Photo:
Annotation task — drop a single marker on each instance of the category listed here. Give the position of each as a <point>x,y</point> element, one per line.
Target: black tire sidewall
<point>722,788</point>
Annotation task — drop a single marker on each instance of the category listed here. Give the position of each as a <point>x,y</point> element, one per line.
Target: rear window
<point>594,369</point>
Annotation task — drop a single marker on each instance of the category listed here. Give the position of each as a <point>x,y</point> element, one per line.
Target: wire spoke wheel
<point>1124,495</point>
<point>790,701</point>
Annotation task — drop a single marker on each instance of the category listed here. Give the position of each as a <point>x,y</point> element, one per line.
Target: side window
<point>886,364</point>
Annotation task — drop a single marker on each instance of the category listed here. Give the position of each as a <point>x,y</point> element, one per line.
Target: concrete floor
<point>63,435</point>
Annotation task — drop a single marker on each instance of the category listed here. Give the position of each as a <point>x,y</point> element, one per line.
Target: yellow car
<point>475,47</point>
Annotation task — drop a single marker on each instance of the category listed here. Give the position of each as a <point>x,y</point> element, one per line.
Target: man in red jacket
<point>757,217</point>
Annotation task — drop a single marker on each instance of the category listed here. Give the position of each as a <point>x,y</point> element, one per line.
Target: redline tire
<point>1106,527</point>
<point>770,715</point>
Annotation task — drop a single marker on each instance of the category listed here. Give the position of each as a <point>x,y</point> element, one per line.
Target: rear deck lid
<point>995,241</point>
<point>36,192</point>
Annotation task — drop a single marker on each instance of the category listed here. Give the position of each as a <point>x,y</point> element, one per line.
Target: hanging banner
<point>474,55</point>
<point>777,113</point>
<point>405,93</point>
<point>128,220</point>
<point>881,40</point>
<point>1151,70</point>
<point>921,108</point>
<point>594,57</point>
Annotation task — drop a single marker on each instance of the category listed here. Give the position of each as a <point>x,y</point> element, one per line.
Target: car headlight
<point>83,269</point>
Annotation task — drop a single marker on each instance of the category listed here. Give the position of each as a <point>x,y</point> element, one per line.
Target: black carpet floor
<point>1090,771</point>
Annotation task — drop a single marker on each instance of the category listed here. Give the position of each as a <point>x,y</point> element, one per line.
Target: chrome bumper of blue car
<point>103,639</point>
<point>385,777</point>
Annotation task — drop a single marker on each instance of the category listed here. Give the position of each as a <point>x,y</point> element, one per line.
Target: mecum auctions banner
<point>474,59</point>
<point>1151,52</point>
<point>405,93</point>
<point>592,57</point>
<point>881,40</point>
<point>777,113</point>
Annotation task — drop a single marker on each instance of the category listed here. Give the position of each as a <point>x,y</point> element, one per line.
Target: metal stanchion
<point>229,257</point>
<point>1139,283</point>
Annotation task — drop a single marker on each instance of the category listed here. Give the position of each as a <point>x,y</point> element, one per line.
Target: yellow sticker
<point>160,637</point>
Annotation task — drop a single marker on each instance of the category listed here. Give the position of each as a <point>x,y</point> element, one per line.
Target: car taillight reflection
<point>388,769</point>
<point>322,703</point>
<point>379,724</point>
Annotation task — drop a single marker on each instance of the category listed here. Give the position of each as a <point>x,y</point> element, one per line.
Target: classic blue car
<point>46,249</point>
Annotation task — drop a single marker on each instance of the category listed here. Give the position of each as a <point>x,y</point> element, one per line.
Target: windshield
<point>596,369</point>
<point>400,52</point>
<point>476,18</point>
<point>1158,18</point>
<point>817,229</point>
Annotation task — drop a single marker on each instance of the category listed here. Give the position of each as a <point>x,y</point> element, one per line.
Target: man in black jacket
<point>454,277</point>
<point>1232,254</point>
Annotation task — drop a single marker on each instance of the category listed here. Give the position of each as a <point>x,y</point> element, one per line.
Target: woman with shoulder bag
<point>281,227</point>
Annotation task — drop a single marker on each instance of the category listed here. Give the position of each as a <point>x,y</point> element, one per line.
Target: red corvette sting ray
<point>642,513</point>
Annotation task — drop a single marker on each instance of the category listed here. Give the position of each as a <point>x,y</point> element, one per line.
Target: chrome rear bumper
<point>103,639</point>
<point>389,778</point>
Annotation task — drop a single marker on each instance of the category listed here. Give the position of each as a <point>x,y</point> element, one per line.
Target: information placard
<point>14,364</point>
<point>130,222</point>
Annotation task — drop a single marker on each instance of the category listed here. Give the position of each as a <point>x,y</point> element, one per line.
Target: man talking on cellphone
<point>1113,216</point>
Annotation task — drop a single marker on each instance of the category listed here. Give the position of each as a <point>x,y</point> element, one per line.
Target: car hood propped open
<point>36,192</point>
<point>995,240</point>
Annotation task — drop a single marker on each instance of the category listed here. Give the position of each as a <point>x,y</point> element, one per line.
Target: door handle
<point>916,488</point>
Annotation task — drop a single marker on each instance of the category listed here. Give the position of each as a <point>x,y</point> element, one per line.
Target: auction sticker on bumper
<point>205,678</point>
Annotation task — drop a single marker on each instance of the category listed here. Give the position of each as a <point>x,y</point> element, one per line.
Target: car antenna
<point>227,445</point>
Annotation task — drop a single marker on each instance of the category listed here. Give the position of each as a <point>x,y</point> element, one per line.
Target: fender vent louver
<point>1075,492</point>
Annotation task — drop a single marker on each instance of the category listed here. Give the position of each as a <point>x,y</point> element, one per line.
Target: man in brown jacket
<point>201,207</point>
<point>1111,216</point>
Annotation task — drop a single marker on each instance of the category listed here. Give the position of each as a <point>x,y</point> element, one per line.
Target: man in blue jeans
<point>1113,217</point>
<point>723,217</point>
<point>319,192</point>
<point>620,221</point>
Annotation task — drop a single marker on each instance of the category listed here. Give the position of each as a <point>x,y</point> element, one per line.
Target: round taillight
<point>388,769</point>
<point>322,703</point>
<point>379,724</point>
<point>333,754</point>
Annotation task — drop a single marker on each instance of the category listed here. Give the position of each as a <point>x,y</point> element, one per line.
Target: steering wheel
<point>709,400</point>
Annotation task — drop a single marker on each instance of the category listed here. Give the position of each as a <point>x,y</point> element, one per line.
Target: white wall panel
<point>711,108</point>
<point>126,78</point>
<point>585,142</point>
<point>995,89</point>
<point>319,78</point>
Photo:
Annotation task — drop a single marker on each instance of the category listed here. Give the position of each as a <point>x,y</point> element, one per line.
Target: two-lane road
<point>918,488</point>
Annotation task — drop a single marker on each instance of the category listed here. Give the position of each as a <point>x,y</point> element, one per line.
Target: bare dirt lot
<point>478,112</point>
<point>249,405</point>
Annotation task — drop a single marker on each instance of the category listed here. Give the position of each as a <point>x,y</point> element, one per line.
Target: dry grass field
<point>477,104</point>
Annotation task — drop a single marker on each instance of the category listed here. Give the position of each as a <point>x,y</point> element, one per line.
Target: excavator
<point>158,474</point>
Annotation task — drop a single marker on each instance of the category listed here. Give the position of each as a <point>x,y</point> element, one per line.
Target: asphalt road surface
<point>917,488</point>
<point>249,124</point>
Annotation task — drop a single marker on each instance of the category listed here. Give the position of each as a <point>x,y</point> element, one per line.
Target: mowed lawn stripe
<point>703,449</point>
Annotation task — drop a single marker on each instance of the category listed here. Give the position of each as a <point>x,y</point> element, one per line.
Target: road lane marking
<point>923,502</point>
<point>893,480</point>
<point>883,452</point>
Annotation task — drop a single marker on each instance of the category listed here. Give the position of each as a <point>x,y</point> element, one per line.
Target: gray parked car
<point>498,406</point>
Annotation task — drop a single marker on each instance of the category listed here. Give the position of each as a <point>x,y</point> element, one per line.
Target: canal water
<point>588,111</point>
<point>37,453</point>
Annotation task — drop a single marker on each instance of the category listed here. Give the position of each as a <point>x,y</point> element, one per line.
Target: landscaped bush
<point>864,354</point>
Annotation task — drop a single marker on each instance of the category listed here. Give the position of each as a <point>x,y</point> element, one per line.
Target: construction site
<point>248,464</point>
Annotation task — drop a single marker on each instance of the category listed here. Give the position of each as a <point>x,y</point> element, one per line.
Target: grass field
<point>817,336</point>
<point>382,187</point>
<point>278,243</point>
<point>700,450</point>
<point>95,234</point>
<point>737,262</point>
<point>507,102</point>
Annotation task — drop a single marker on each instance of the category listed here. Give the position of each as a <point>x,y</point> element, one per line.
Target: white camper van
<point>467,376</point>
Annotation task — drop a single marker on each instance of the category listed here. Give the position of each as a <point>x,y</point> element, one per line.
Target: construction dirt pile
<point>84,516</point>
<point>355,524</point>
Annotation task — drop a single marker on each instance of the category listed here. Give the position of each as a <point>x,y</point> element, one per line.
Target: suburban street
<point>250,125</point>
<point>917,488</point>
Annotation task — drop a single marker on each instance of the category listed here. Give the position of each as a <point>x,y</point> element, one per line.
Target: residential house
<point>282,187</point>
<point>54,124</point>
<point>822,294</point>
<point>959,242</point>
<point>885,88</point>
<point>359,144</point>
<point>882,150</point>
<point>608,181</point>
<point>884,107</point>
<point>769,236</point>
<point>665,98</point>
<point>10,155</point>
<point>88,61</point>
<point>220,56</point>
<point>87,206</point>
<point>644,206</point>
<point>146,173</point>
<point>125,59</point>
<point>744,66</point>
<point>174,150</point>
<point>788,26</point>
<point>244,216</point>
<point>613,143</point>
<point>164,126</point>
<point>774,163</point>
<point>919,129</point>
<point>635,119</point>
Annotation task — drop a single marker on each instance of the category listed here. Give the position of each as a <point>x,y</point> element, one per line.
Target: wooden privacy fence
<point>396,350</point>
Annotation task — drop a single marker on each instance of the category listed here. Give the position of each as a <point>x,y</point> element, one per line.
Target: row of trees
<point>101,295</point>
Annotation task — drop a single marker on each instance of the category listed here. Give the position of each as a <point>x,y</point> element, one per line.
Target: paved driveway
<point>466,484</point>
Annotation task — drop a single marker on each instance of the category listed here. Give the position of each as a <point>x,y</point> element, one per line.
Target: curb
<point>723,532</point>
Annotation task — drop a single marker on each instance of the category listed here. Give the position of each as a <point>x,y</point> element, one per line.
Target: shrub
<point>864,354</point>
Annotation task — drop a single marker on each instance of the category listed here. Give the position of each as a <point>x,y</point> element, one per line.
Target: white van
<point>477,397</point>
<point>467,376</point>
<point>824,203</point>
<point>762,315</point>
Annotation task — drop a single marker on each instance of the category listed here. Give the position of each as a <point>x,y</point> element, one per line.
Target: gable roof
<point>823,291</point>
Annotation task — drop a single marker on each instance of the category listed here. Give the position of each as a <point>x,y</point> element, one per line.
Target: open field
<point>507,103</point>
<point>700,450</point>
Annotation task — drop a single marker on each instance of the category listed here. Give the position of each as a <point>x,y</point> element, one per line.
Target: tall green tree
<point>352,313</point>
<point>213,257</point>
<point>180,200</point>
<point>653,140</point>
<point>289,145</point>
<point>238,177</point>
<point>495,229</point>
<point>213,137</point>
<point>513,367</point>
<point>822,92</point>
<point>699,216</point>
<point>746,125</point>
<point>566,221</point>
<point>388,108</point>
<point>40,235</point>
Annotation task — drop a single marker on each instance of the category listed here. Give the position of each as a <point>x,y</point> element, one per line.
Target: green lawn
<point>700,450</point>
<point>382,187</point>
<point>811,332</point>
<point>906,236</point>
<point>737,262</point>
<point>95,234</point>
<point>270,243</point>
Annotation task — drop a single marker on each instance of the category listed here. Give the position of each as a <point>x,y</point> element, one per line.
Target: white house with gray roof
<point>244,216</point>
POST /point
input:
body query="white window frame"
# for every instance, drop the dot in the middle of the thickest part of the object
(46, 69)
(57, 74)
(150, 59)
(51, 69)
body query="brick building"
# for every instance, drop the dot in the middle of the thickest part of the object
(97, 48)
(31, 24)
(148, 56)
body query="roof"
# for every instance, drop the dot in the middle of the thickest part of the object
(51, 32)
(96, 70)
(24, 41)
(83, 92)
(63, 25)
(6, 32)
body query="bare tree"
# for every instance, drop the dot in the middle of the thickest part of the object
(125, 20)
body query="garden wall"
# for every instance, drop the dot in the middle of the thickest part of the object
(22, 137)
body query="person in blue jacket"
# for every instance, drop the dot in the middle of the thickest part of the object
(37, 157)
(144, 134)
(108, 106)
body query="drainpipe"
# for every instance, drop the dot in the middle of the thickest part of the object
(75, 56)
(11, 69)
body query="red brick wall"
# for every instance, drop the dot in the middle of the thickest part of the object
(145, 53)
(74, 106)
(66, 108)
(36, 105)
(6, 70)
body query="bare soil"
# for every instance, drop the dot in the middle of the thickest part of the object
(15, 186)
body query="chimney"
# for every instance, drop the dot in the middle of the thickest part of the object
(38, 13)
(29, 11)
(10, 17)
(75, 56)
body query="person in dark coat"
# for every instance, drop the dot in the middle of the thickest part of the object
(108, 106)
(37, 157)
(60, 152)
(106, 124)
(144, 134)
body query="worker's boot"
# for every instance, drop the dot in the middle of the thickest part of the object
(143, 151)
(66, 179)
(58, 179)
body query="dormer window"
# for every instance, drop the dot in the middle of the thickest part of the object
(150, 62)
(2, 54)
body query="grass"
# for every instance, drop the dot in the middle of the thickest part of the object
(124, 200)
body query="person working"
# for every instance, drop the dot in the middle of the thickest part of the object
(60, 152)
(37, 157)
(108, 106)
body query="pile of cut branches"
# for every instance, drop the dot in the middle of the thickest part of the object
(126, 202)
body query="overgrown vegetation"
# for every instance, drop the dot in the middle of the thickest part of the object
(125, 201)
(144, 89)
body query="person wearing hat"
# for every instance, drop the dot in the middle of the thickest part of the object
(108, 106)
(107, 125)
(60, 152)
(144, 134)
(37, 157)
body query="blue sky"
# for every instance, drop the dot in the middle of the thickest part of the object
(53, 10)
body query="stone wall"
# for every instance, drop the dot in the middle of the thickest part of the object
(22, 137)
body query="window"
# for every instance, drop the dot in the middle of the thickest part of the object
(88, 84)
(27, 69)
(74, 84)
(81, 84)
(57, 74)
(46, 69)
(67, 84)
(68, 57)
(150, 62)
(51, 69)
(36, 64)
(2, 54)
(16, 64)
════════════════════
What is being asked -> Find every line above where the word "brick" occurs, and copy that line.

Task solution ->
body query="brick building"
body query="red brick wall"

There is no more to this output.